• **Problem to solve**: Please render the records below as a two-column CSV with the header instruction,response and one row per record. Put each record's text and its answer in one quoted field apiece, with line breaks turned into spaces.
+++ Input +++
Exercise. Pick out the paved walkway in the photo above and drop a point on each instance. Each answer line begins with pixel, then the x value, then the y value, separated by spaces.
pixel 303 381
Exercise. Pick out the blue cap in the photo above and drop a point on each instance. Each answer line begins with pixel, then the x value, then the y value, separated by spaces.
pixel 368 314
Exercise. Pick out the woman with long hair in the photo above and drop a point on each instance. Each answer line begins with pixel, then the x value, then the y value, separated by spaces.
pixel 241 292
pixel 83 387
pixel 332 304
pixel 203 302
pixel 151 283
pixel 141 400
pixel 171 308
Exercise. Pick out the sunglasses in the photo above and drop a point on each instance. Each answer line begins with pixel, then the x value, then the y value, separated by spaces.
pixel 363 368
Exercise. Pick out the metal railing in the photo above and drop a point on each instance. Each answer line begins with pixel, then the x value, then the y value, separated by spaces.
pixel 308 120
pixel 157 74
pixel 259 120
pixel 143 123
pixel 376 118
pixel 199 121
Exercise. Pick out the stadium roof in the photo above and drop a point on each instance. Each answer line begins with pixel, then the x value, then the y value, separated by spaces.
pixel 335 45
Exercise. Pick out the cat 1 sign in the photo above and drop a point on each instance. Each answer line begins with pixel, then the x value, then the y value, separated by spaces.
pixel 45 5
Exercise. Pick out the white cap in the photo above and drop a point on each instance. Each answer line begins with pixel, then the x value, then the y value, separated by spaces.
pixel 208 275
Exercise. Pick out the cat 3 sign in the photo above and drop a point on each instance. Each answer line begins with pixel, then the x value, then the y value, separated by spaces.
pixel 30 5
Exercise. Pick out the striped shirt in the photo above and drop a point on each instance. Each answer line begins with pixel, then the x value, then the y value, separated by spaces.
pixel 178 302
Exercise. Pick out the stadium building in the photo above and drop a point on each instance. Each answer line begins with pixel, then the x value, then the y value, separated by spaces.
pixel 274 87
+++
• **Response below**:
instruction,response
"Exercise. Pick out the paved walkway in the photo above and drop a point on each instance. Each answer line begins with pixel, then the x value, then the y value, separated by spaces.","pixel 303 381"
"Exercise. Pick out the blue cap in the photo above and drop a point on each instance. Each answer line begins with pixel, then the x value, then the y value, separated by spaces.","pixel 368 314"
"Exercise. Pick out the woman with long hair in the photo above and drop a point on each instance. Each answer line begins with pixel, then the x value, then the y value, separated by spaces.","pixel 241 292 pixel 83 387 pixel 332 304 pixel 203 302 pixel 151 283 pixel 141 400 pixel 171 308"
"Exercise. Pick out the sunglasses in the photo above and drop a point on each instance. Each answer line begins with pixel, then the x value, then the y value, separated by spaces.","pixel 363 368"
"Exercise. Pick out the metal railing in the photo above and drop a point on each instance. Each answer line begins with pixel, then the x value, then the y value, separated by spaces.","pixel 308 120 pixel 157 74 pixel 259 120 pixel 143 123 pixel 376 118 pixel 199 121"
"Exercise. Pick out the stadium roof in the photo above and drop a point on each instance. Each answer line begins with pixel, then the x value, then the y value, separated by spaces.","pixel 335 45"
"Exercise. Pick out the cat 1 sign in the photo above and drop a point on each instance. Each answer line begins with pixel, then the x value, then the y value, separated by spaces.","pixel 45 5"
"Exercise. Pick out the white cap in the photo above and drop a point on each instance. Each answer line begins with pixel, then the x value, then the y value, separated by spaces.","pixel 208 275"
"Exercise. Pick out the cat 3 sign in the photo above and drop a point on each instance. Each answer line begins with pixel, then the x value, then the y value, separated by spaces.","pixel 30 5"
"Exercise. Pick out the striped shirt in the photo above and drop a point on each instance. Each answer line begins with pixel, then the x value, then the y value, separated by spaces.","pixel 178 302"
"Exercise. Pick out the stadium building in the photo above and drop a point on each instance. Each answer line begins with pixel, then the x value, then the y value, separated by spaces.","pixel 274 87"